Questions on the material —
**a)** Reproduce the stretch of the caravan article from "Donald Trump election" through "spokesperson Liz Harrington.".
**b)** Name every day of the week that appears in the caravan article.

Document passage —

# # # # # # #

Trump: The largest caravan in history is coming towards us, and we are totally unprepared!

Former President Donald Trump on Wednesday said a caravan of Central American and Caribbean migrants “must be stopped” before it reaches the U.S.-Mexico border.

Donald Trump election 2020
Former U.S. President, Donald Trump

Reuters reported that hundreds of migrants, a majority of whom are families with young children, were trekking across Mexico.

A witness estimated that about 2,000 migrants on Tuesday were resting and receiving medical attention in the southern Mexican state of Chiapas before resuming their journey north.

“I hope everyone is watching the MASSIVE Caravan pouring through Mexico and headed to our Country,” Trump said in a statement released by his Save America PAC and tweeted by spokesperson Liz Harrington.

Former President Donald Trump on Wednesday said a caravan of Central American and Caribbean migrants “must be stopped” before it reaches the U.S.-Mexico border.

“This must be stopped before they reach our Border, or before. Just nine months ago, we had the strongest Border in our Nation’s history. This should have never happened!”

Trump also released a statement concerning the caravan on Sunday.

“The largest caravan in history is coming towards us, and we are totally unprepared and doing nothing about it,” Trump said. “Complete the wall and get tough. Our Country is being systematically destroyed before our very eyes!”

# # # # # # #

Listed entries —

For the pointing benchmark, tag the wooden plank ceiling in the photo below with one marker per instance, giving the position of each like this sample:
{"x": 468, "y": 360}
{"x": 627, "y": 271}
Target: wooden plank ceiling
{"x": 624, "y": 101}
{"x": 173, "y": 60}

# # # # # # #

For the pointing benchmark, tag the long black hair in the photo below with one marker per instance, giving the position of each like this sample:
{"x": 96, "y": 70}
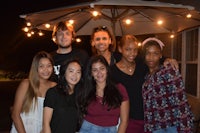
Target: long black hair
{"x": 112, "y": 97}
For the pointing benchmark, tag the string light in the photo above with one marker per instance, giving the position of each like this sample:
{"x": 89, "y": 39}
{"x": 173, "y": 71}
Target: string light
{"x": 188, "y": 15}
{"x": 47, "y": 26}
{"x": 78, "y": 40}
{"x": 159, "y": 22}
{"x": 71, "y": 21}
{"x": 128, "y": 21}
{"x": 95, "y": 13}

# # # # # # #

List of solutions —
**a)**
Donald Trump election 2020
Former U.S. President, Donald Trump

Reuters reported that hundreds of migrants, a majority of whom are families with young children, were trekking across Mexico.

A witness estimated that about 2,000 migrants on Tuesday were resting and receiving medical attention in the southern Mexican state of Chiapas before resuming their journey north.

“I hope everyone is watching the MASSIVE Caravan pouring through Mexico and headed to our Country,” Trump said in a statement released by his Save America PAC and tweeted by spokesperson Liz Harrington.

**b)** Wednesday, Tuesday, Sunday